[Object outline annotations]

[Start]

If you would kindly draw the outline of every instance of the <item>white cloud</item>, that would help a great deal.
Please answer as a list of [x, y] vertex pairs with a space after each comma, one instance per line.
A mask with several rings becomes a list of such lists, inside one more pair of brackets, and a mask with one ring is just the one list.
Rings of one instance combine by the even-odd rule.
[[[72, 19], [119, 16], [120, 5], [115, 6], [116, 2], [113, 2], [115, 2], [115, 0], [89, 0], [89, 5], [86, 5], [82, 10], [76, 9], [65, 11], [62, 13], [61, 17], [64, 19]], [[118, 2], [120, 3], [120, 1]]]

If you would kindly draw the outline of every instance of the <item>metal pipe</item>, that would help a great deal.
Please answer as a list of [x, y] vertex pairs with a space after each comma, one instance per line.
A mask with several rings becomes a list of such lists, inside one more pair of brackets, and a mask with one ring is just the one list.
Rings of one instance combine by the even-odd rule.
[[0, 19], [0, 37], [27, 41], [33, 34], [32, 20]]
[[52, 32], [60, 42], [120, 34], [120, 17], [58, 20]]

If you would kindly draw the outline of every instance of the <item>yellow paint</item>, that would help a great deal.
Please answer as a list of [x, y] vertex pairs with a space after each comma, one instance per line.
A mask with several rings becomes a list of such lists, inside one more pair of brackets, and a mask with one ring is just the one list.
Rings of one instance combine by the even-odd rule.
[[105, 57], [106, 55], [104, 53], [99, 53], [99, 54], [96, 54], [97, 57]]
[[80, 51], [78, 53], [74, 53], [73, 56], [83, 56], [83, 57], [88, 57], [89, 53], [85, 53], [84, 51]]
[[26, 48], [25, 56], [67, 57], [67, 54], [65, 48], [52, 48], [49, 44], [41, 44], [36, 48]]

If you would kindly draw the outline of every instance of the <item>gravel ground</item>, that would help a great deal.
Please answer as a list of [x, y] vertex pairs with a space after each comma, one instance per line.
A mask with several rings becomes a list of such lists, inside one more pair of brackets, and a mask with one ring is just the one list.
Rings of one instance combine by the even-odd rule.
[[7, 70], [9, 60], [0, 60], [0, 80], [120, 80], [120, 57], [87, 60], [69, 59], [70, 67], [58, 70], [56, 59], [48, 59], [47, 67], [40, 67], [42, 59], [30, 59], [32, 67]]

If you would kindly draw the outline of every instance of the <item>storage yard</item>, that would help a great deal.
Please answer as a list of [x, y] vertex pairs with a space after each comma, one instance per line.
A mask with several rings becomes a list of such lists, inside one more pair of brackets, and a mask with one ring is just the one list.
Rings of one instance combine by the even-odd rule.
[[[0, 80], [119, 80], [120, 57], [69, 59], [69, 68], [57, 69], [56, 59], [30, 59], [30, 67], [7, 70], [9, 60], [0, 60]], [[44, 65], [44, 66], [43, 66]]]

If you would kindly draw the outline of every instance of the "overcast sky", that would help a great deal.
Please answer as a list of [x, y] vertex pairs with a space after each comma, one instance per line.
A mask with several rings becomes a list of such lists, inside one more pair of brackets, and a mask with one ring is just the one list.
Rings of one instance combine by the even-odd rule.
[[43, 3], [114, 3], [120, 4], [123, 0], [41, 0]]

[End]

**Exercise aim:** Reproduce these lines word for word, covering all of the data above.

**Output for this task:**
If you would kindly draw the outline of every instance of the <item>white cloud</item>, that would help a great deal.
Please answer as a list of [x, y] vertex pairs with a space after each comma, one instance per line.
A mask with several rings becomes a list of such lists, inside one more pair of brackets, and a mask with one ring is just the one list.
Rings of one instance combine by the even-odd rule.
[[[72, 19], [119, 16], [120, 5], [115, 6], [116, 2], [113, 2], [115, 2], [115, 0], [89, 0], [89, 5], [86, 5], [82, 10], [76, 9], [65, 11], [62, 13], [61, 17], [64, 19]], [[118, 2], [120, 3], [120, 1]]]

If you would kindly draw the outline of every instance of the <item>metal pipe</item>, that would help a great deal.
Please answer as a list of [x, y] vertex pairs with a space after each comma, one instance per line.
A mask with several rings becomes a list of such lists, inside one more pair of brackets, and a mask with one ring is just the one list.
Rings of one instance combine by the even-odd rule.
[[0, 19], [0, 37], [27, 41], [33, 34], [32, 20]]
[[52, 32], [60, 42], [120, 34], [120, 17], [58, 20]]

If you would kindly draw the outline of every instance of the <item>yellow paint</item>, that would help a great deal.
Please answer as a list of [x, y] vertex pairs with a space after each comma, one instance per line.
A mask with several rings becomes a list of such lists, inside one more pair of brackets, and a mask with one ring is just the one list.
Rings of one instance combine by the even-odd rule.
[[105, 57], [106, 55], [104, 53], [99, 53], [99, 54], [96, 54], [97, 57]]
[[80, 51], [78, 53], [74, 53], [73, 56], [83, 56], [83, 57], [88, 57], [89, 53], [85, 53], [84, 51]]
[[26, 48], [25, 56], [67, 57], [67, 54], [65, 48], [52, 48], [49, 44], [41, 44], [36, 48]]

If you would kindly draw the outline of every instance of the <item>gravel ground</item>, that would help a great deal.
Please answer as a list of [x, y] vertex pairs with a space after each comma, one instance per line.
A mask with several rings becomes a list of such lists, inside one more pair of brackets, and a mask with one ring is just the one list.
Rings of one instance combine by the even-odd rule.
[[7, 70], [9, 60], [0, 60], [0, 80], [120, 80], [120, 57], [87, 60], [69, 59], [70, 67], [58, 70], [56, 59], [48, 59], [47, 67], [40, 67], [42, 59], [30, 59], [32, 67]]

If you would kindly draw the outline of every instance of the <item>storage yard</item>, that would help a great deal.
Please answer as a list of [x, y] vertex pairs with a space after each comma, one instance per line.
A mask with several rings becomes a list of such lists, inside one more pair of brackets, and a mask with one ring is just the one list.
Rings of one instance combine by the even-odd rule.
[[[0, 80], [119, 80], [120, 57], [69, 59], [69, 68], [57, 69], [56, 59], [30, 59], [30, 67], [7, 70], [9, 60], [0, 60]], [[44, 65], [44, 66], [43, 66]]]

If you would kindly draw the outline of every instance of the "overcast sky", that would help a great deal.
Please answer as a list of [x, y] vertex pairs with a space after each comma, one instance per line.
A mask with several rings becomes a list of such lists, inside one more pair of brackets, and a mask with one ring is just the one list.
Rings of one instance combine by the even-odd rule.
[[43, 3], [114, 3], [120, 4], [123, 0], [41, 0]]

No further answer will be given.